# PROBLEM TO SOLVE:
Return the records, each one exactly as written.

───── RECORDS PROVIDED ─────

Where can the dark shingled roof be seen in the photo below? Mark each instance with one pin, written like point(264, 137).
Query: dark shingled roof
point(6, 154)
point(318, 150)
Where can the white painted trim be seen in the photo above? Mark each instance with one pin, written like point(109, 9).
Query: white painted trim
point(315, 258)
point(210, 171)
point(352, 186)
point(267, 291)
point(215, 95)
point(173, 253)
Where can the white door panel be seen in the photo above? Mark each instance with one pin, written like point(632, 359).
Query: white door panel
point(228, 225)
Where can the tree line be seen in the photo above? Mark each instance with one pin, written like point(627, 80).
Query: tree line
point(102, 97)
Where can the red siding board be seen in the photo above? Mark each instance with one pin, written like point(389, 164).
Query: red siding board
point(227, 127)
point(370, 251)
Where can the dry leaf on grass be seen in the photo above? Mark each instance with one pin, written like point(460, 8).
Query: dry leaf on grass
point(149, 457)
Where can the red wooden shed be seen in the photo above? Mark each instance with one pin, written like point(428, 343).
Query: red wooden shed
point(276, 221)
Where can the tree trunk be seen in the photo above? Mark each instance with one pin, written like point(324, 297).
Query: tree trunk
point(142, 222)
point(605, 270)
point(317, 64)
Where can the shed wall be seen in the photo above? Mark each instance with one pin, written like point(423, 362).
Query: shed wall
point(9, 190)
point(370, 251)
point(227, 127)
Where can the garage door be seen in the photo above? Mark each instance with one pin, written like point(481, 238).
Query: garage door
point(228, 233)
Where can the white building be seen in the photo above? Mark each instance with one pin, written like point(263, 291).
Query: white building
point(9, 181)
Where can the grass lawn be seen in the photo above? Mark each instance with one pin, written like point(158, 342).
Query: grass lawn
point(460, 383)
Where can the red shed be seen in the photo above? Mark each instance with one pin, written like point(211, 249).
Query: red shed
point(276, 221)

─────

# TASK RESULT:
Where can the dark shingled roof be seen in the photo below? Mark each instance with one pin, written like point(264, 137).
Query: dark shingled roof
point(6, 154)
point(318, 150)
Where can the white painted trim be seen in the photo above? Mark each instance with one pin, written like point(109, 9).
Query: white painted trim
point(315, 258)
point(210, 171)
point(352, 186)
point(267, 291)
point(215, 95)
point(173, 253)
Where can the white door panel be seen in the photo above? Mark each instance with one pin, written like point(632, 359).
Query: white door panel
point(228, 225)
Where can the tree line be seen in the photo above? Mark each instance with one pin, written like point(627, 80).
Query: tree line
point(102, 97)
Where can the red siding board be seen in the photo above? Mark each instance with one pin, written like point(389, 164).
Query: red siding board
point(227, 127)
point(370, 251)
Where can the dry leaf on grass be seen in the photo above? Mark each instance with one pin, written like point(460, 8).
Query: dry leaf on grass
point(149, 457)
Where can the red wooden shed be seen in the photo above? Mark each instance with one pin, written like point(428, 343).
Query: red wooden shed
point(276, 221)
Where can the tree trunk be seen in the photo above? Mark each instance with one pin, written like point(324, 297).
Query: tree trunk
point(142, 222)
point(605, 270)
point(317, 64)
Where can the shed wall be seen in the photo above? Mark each instance with one pin, written like point(423, 362).
Query: shed wall
point(9, 190)
point(370, 251)
point(227, 127)
Where can the garage door be seen in the photo above? Mark each instance with one pin, written like point(481, 238).
Query: garage door
point(228, 233)
Where can the white building be seen in the photo above? Mark each instance with one pin, written like point(263, 291).
Query: white building
point(9, 181)
Where can the grass lawn be seen in the photo above? Mark each instance with one pin, written like point(158, 342).
Query: grass lawn
point(460, 383)
Where can the red shed be seen in the photo above? Mark each instance with one pin, written like point(211, 249).
Query: red shed
point(276, 221)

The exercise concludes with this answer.